* [Supplied data]

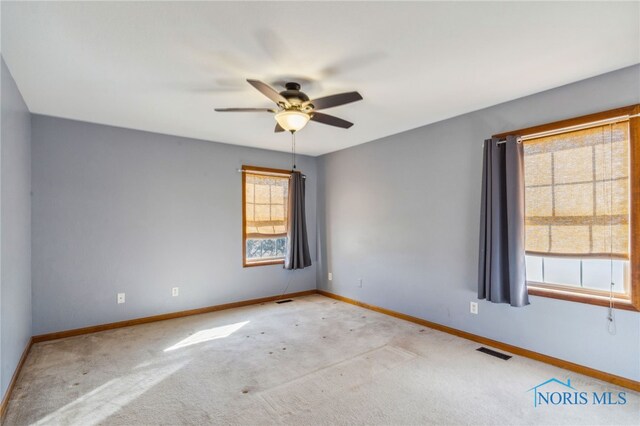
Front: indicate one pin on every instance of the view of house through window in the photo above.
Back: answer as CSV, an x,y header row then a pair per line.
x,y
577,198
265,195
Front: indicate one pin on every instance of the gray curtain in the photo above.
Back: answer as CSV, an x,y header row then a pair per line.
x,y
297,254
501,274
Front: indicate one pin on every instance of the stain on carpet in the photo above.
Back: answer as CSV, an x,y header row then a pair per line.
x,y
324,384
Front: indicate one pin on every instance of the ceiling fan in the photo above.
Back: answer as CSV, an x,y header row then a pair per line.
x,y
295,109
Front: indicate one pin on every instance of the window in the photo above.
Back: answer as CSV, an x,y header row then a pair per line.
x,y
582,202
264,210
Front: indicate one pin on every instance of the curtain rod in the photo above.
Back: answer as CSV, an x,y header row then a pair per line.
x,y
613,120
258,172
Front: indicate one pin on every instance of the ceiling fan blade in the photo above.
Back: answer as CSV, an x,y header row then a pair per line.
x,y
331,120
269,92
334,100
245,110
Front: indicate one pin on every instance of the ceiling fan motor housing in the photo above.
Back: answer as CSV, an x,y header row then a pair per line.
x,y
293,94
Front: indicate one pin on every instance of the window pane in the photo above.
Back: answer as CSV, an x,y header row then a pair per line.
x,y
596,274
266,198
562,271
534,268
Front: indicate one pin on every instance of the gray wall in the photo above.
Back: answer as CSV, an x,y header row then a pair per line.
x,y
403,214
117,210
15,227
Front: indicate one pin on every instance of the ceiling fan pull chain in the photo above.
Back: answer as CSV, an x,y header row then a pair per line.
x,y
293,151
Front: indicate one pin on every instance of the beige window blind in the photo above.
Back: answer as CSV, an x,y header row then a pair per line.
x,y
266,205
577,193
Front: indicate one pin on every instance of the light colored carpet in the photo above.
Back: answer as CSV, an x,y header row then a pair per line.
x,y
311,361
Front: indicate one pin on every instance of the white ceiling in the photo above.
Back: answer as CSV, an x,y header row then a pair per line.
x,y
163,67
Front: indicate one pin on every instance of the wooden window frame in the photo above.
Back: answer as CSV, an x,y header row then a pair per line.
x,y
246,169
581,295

* * *

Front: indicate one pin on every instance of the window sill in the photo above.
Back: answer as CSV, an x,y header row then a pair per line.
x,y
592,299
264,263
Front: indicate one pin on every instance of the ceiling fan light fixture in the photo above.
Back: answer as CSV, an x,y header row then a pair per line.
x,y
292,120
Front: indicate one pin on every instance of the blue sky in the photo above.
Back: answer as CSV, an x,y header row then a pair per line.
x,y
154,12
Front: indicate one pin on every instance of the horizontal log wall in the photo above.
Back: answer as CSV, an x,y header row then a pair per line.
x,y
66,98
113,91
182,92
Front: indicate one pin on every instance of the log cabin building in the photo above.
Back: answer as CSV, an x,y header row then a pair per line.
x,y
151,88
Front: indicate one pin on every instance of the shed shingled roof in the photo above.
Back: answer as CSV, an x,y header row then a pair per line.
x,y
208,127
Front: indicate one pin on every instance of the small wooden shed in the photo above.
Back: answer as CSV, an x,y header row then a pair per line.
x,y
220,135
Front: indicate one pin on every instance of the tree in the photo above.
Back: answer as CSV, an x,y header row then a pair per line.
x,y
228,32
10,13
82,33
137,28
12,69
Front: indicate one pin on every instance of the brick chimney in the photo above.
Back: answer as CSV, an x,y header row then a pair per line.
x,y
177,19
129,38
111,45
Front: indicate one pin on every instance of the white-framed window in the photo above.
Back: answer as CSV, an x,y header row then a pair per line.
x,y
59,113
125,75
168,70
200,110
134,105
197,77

...

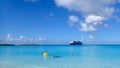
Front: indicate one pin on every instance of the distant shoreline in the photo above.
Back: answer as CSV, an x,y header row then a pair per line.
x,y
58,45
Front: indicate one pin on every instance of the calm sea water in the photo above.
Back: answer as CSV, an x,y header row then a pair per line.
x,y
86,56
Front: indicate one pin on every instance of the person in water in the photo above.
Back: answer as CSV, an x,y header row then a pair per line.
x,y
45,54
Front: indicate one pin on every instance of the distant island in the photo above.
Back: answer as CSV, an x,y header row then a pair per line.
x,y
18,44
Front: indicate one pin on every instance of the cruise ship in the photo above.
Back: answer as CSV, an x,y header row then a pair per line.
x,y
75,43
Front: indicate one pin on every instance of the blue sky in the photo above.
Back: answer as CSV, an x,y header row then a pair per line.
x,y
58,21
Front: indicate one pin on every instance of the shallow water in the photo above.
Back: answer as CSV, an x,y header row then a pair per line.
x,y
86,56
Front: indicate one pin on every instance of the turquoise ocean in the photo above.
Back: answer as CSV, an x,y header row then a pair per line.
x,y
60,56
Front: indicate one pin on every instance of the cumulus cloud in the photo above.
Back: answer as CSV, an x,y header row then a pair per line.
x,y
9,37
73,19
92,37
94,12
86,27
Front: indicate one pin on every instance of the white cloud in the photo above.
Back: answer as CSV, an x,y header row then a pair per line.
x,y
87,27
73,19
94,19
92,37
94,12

* [Task statement] Give back exactly the lines above, from the line containing "Front: indicate one pin on every instance of the window in" through the line containing "blade in the photo above.", with both end lines and nothing more.

* [Answer section]
Front: indicate one pin on every instance of the window in the photo above.
Back: answer as CSV, an x,y header row then a pair per line.
x,y
582,202
264,210
Front: indicate one pin on every instance of the curtain rod in the photo above.
Back: answer as CSV, an x,y header row then a pair per line.
x,y
613,120
258,172
Front: indicate one pin on every instance of the ceiling fan blade in the photo above.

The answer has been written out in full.